Request:
Look for the line containing "Please place a point on every instance of the sink" in the listing below. Retype that line and every subsequent line through the last one, and only those.

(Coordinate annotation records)
◇ ◇ ◇ ◇ ◇ ◇ ◇

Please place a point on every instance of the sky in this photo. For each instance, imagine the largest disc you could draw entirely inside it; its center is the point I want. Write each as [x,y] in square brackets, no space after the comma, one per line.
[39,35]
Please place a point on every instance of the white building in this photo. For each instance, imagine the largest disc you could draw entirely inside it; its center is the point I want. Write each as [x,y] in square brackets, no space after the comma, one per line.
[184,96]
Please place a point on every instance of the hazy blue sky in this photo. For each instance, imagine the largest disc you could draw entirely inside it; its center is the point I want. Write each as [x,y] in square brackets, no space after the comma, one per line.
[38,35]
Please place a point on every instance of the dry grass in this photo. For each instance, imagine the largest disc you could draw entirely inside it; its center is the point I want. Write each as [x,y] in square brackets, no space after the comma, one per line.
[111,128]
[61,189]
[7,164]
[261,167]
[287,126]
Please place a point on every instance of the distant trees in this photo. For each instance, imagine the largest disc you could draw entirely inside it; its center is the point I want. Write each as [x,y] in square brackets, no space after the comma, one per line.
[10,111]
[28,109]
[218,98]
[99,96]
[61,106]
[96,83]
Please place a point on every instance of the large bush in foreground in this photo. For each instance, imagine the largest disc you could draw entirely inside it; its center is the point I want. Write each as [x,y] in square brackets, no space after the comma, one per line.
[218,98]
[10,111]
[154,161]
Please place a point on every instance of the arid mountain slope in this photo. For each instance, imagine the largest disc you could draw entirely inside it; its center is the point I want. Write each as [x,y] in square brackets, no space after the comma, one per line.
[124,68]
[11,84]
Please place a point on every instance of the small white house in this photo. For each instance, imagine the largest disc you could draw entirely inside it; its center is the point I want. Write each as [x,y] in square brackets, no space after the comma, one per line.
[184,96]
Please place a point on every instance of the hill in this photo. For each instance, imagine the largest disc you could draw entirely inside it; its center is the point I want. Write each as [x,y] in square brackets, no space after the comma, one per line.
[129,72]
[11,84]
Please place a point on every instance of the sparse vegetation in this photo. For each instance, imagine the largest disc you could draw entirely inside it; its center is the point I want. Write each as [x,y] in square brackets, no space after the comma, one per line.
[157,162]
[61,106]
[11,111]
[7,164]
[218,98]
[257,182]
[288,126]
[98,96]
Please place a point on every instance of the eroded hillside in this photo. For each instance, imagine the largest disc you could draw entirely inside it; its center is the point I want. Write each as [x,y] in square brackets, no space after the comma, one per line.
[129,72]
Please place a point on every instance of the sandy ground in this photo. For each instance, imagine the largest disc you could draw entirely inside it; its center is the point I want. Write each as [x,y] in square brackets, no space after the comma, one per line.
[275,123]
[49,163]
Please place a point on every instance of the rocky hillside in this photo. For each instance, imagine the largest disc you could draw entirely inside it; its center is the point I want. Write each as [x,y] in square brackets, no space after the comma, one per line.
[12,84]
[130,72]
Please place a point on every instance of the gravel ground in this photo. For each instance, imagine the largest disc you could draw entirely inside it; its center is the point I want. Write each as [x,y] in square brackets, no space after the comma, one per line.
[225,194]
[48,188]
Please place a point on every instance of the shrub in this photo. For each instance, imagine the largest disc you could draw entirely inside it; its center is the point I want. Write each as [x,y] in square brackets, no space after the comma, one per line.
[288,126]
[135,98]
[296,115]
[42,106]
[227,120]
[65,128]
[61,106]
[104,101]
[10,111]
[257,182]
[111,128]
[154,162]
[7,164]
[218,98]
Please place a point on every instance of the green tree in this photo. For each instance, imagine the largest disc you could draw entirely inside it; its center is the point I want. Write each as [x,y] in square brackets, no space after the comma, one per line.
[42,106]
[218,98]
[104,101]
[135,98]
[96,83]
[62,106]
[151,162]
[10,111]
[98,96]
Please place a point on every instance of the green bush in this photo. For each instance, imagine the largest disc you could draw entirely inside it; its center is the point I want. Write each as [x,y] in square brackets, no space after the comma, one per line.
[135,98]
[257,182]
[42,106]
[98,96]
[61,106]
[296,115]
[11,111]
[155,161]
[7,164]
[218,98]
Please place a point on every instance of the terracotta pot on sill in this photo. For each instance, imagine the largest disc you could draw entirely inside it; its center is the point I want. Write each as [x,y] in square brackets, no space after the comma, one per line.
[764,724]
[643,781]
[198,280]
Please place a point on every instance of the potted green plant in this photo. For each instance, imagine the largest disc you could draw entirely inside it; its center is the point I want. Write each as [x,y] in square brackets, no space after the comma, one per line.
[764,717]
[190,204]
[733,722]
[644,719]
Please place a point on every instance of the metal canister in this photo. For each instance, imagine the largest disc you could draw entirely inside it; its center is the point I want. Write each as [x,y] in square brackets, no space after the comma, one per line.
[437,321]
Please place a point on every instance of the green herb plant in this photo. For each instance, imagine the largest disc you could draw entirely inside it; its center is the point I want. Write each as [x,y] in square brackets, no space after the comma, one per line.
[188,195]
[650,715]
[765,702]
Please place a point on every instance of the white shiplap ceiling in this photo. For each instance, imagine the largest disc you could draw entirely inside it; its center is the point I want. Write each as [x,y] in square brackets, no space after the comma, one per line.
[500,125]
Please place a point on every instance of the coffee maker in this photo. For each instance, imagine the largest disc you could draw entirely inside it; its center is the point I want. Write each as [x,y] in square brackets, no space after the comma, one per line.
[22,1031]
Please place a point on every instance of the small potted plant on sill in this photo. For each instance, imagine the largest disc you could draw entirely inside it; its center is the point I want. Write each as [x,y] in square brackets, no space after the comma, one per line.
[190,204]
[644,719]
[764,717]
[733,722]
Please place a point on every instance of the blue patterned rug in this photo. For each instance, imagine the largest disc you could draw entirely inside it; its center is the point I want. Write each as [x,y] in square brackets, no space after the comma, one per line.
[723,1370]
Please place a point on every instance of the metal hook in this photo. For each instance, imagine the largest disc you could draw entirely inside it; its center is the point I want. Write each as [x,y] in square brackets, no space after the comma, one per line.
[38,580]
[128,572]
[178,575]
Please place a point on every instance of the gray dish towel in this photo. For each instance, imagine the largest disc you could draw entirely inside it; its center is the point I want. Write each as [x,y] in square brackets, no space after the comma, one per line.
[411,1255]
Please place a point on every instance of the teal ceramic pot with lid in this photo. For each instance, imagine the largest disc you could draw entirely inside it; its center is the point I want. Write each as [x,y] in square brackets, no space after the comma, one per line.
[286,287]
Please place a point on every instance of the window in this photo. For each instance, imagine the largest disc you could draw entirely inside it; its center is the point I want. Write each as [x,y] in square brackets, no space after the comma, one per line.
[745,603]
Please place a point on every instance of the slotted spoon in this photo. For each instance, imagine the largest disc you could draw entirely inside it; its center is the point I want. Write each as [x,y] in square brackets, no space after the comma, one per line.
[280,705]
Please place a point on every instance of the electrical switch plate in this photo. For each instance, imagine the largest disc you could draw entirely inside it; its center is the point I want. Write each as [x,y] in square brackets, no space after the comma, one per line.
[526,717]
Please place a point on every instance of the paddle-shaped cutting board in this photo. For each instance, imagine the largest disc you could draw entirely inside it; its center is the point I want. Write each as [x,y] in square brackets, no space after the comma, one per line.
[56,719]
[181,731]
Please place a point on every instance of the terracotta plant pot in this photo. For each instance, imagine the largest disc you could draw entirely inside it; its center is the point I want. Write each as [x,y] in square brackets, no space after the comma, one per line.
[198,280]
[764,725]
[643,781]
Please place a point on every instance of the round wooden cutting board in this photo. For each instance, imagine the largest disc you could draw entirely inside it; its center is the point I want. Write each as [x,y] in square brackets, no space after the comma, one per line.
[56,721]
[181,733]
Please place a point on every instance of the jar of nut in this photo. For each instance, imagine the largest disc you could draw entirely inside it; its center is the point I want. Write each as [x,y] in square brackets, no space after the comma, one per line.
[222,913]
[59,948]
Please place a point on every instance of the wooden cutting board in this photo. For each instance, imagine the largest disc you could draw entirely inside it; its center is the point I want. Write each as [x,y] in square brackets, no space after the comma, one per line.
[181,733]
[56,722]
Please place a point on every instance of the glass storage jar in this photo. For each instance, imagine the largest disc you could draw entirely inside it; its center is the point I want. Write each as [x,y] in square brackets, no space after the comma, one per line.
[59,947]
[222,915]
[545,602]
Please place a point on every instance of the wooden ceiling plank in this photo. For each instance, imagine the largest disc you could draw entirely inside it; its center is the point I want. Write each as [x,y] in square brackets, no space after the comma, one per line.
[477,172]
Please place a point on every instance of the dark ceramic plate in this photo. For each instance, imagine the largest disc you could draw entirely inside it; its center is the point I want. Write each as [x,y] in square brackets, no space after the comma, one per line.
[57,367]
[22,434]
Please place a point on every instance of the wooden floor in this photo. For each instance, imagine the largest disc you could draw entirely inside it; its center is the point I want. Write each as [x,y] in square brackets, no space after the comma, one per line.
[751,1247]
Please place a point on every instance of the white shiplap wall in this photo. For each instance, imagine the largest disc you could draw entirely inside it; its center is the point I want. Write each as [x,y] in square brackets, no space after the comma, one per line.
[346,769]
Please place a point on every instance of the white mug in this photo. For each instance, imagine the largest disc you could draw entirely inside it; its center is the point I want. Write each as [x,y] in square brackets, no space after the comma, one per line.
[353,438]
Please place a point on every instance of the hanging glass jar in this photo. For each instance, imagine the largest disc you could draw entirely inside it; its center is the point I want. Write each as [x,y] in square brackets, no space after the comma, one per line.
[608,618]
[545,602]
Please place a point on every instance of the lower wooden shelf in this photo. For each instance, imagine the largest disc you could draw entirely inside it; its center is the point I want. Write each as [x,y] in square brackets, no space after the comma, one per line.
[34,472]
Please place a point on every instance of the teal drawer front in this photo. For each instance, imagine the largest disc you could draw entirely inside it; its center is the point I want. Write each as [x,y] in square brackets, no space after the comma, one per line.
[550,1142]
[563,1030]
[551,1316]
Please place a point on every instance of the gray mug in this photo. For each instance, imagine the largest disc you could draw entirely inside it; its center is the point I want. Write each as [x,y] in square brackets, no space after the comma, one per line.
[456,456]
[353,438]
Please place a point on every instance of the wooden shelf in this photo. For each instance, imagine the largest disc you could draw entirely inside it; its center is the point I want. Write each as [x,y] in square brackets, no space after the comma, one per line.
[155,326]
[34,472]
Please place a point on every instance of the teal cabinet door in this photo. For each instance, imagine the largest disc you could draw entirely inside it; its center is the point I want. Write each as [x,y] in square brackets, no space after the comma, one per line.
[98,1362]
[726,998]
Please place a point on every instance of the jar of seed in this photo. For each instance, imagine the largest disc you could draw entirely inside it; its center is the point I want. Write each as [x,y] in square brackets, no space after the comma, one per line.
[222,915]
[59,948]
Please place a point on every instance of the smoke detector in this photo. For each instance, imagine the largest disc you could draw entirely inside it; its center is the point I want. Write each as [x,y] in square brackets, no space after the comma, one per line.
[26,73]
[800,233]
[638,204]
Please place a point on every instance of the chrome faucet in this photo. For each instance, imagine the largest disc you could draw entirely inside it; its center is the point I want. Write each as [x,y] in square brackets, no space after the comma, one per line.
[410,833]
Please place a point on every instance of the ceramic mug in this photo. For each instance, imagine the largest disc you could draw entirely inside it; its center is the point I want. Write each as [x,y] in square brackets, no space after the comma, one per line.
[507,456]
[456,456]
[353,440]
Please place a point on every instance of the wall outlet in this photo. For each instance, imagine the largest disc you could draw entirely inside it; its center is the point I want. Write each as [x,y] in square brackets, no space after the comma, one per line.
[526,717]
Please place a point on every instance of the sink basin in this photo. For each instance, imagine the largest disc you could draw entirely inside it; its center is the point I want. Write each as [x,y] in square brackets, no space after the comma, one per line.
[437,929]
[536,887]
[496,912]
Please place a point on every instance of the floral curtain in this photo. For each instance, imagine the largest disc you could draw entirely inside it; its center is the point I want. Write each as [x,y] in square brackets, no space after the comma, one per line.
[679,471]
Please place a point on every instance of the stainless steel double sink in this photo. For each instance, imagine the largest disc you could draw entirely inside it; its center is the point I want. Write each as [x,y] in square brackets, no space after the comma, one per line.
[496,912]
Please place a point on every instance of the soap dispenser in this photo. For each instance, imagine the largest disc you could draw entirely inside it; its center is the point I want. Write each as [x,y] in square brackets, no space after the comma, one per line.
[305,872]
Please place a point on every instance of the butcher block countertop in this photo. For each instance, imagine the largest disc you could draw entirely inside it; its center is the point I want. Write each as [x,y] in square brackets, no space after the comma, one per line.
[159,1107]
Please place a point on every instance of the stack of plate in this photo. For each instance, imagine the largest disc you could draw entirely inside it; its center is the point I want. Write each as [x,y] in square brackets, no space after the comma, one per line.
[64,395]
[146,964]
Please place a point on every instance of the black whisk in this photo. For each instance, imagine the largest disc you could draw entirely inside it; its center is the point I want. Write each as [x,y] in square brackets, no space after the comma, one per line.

◇ ◇ ◇ ◇ ◇ ◇ ◇

Solution below:
Please place a point on every instance of the sink basin in this photo. For each instance, imagine the largest disc you could draw entirely inside it; its center is the point I want. Write each as [x,y] in square brackets, no space after the comma, one per line.
[437,929]
[536,887]
[496,912]
Please place a point on every instance of the floral curtain in this photo. For each instance, imagine the largest disc you could draw entirely inside it; its center is the point I want. Write each as [x,y] in square brackets, no space after the comma, one per line.
[679,471]
Please place a point on every instance of the stainless steel double sink in this photo. For each instance, imagine the largest disc you could draw entirely inside it; its center is the point I want. Write each as [x,y] in square brackets, no space after the comma, one per line.
[496,912]
Please place a point on every instance of the soap dispenser in this photo. For each instance, imagine the largest disc you could draw entirely inside it; its center is the point I want. Write each as [x,y] in square brackets, no space after the comma, one per line.
[305,872]
Please place a point on every instance of the butcher block countertop in this photo. For each instance, imagine the largest disc you could draw entirely inside it; its center is the point I want. Write each as [x,y] in square brackets, no space after the comma, one per line.
[159,1107]
Please place a point on every instance of the stack of plate in this photo. For each instance, imagine the largest disc you could draw entirely inside it; its center is the point I want. Write each as [x,y] in square brackets, no space after the comma, one per line.
[64,395]
[146,964]
Please place a point on every instance of the black whisk in this photo. For each instance, imagine the largest disc you could draw entirely inside it; its center is the point I want. Write each as [x,y] in square brackets, no space after the comma, one per line.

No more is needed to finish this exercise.